Se verifichiamo i passaggi normativi riguardo la Salute, troviamo in Costituzione DUE articoli e non uno.
Infatti, fino alla Crisi del Petrolio di quasi 50 anni fa, avevamo l’Istituto Nazionale Assistenza Medica per l’art. 32 e la Mutue dei vari ordini e comparti di lavoro per l’art. 38.

art 32

Poi, nel 1974, mentre esplodeva il costo del petrolio e crollavano la Lira, la Sovranità e il Bengodi italiani, molte Mutue fallirono e le Regioni vennero preposte temporaneamente al Servizio Sanitario.

Che le intenzioni non fossero delle migliori fu chiaro fin dall’inizio: l’idea era quella di assorbire anche le Mutue sane (leggasi ENPAS, con milioni di dipendenti pubblici), onde compensare l’incapienza finanziaria di quelle dei settori sociali incontribuenti.
Ma andò peggio, dato che la storia d’Italia degli Anni ’80 fu un continuo rinnovarsi di bilanci sanitari regionali finiti in tribunale (Corte dei Conti Regionale – CoReCo), fino al crollo della Lira (… un’altra volta) del 1994.

E fu in quegli anni che l’articolo 38 della Costituzione venne del tutto accantonato per passare alla “Sanità Universale”, estendendo ai non contribuenti quello che già il lavoratori si garantivano versando il 9,9% del reddito.

(Record tratti da una raccolta di dati)

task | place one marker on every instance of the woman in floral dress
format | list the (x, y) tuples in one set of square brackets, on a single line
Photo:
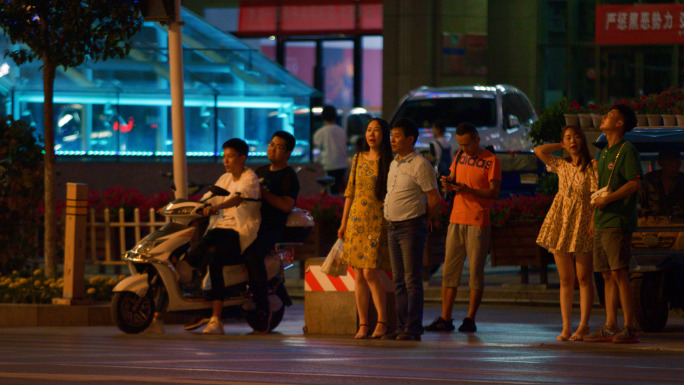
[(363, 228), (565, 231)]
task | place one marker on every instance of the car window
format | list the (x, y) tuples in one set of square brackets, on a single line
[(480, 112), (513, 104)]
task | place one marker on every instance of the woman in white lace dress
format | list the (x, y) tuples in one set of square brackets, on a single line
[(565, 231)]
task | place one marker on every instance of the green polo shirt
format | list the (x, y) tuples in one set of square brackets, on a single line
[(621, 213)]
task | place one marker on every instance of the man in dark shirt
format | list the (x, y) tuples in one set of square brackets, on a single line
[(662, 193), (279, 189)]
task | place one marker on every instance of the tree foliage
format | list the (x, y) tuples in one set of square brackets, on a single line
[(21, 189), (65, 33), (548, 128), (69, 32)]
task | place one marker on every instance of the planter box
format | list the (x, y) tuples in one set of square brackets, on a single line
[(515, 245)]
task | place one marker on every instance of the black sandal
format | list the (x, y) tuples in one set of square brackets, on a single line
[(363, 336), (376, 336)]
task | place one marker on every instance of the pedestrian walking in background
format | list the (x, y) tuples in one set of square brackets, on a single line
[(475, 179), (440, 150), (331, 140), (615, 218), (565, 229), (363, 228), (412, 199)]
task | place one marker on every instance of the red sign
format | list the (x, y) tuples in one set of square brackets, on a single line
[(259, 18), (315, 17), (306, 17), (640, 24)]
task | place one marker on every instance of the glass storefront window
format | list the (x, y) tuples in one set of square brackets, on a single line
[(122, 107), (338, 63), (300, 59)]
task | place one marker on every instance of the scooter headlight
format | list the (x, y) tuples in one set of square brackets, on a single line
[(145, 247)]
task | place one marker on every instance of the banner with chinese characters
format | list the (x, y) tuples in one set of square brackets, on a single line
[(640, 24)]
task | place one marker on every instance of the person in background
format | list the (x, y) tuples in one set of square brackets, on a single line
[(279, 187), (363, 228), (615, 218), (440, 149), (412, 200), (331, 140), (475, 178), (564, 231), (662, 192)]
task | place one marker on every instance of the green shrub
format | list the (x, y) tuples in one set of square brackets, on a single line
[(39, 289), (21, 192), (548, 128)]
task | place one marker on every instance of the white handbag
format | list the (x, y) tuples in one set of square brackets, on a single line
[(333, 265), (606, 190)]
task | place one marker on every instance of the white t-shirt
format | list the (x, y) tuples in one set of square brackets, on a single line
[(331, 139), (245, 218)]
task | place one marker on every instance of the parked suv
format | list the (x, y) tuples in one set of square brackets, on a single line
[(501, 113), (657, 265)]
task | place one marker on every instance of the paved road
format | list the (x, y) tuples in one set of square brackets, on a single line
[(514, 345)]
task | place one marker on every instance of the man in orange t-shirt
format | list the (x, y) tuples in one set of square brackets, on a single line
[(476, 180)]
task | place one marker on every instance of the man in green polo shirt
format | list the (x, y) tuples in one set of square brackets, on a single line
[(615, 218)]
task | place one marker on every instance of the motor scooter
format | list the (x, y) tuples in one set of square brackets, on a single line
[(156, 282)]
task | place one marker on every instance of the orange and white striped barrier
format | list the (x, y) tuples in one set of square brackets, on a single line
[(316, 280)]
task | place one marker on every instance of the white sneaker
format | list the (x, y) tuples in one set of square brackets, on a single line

## Attività 1
Nel testo sulla sanità, in quale anno le Regioni vennero preposte temporaneamente al Servizio Sanitario?
## Attività 2
Trascrivi dal testo sulla sanità il brano che va da "Infatti, fino alla" fino a "volta) del 1994." compreso.
## Attività 3
Secondo il testo sulla sanità, che cosa crollava nel 1974 mentre esplodeva il costo del petrolio? Elenca tutte le voci.

## Risultato atteso 1
Nel 1974.

## Risultato atteso 2
Infatti, fino alla Crisi del Petrolio di quasi 50 anni fa, avevamo l’Istituto Nazionale Assistenza Medica per l’art. 32 e la Mutue dei vari ordini e comparti di lavoro per l’art. 38.

art 32

Poi, nel 1974, mentre esplodeva il costo del petrolio e crollavano la Lira, la Sovranità e il Bengodi italiani, molte Mutue fallirono e le Regioni vennero preposte temporaneamente al Servizio Sanitario.

Che le intenzioni non fossero delle migliori fu chiaro fin dall’inizio: l’idea era quella di assorbire anche le Mutue sane (leggasi ENPAS, con milioni di dipendenti pubblici), onde compensare l’incapienza finanziaria di quelle dei settori sociali incontribuenti.
Ma andò peggio, dato che la storia d’Italia degli Anni ’80 fu un continuo rinnovarsi di bilanci sanitari regionali finiti in tribunale (Corte dei Conti Regionale – CoReCo), fino al crollo della Lira (… un’altra volta) del 1994.

## Risultato atteso 3
- la Lira
- la Sovranità
- il Bengodi italiani